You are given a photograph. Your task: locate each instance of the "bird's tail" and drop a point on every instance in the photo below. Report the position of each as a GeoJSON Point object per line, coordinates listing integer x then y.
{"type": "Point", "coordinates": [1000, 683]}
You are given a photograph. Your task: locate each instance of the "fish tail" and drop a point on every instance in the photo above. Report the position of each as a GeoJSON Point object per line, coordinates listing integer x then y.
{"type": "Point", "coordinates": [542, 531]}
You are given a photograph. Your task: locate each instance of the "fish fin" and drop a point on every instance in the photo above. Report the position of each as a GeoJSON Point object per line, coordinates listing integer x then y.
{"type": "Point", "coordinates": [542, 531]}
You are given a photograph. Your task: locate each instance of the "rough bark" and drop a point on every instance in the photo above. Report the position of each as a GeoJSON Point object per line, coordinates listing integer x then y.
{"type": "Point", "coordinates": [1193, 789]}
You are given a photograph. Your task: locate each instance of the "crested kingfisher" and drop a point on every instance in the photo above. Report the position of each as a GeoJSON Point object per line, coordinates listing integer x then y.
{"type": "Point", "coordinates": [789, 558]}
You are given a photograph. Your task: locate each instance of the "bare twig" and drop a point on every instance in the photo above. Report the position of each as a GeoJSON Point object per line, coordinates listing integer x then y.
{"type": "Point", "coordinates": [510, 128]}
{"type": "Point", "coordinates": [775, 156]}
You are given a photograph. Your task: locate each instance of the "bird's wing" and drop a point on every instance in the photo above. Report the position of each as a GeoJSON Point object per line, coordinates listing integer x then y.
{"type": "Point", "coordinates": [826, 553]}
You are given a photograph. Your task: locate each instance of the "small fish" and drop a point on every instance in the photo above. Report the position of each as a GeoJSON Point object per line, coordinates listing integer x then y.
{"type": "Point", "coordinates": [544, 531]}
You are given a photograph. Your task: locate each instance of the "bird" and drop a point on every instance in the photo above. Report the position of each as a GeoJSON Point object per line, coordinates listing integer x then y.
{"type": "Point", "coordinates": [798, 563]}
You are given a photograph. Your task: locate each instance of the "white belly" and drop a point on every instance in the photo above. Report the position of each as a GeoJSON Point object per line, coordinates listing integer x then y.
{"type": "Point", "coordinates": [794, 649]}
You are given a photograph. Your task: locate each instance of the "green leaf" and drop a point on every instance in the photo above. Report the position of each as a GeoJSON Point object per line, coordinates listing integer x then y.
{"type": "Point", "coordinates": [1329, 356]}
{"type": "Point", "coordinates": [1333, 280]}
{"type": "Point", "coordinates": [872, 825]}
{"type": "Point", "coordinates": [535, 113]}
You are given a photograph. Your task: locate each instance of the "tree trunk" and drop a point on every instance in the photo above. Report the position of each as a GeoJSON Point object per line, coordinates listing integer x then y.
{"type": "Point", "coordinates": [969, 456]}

========================================================================

• [Written exercise]: Pull out every line of the records above that contains the string "bird". Treat capital and lowercase letters as different.

• [The answer]:
You are given a photograph. Your task: locate each instance of the "bird's tail" and drop a point on every instance in the photo below. Report the position of each as a GeoJSON Point object per line, coordinates listing integer x then y.
You are given a photograph. Your task: locate each instance of the "bird's wing" and drop a point on every instance in the photo above. Report the position of each as a GeoJSON Point object per line, coordinates listing integer x then y.
You are given a photograph. Your task: locate each instance of the "bird" and drop a point on every instance in the photo above. Report the position of each as a GeoJSON Point object per line, coordinates listing integer x then y.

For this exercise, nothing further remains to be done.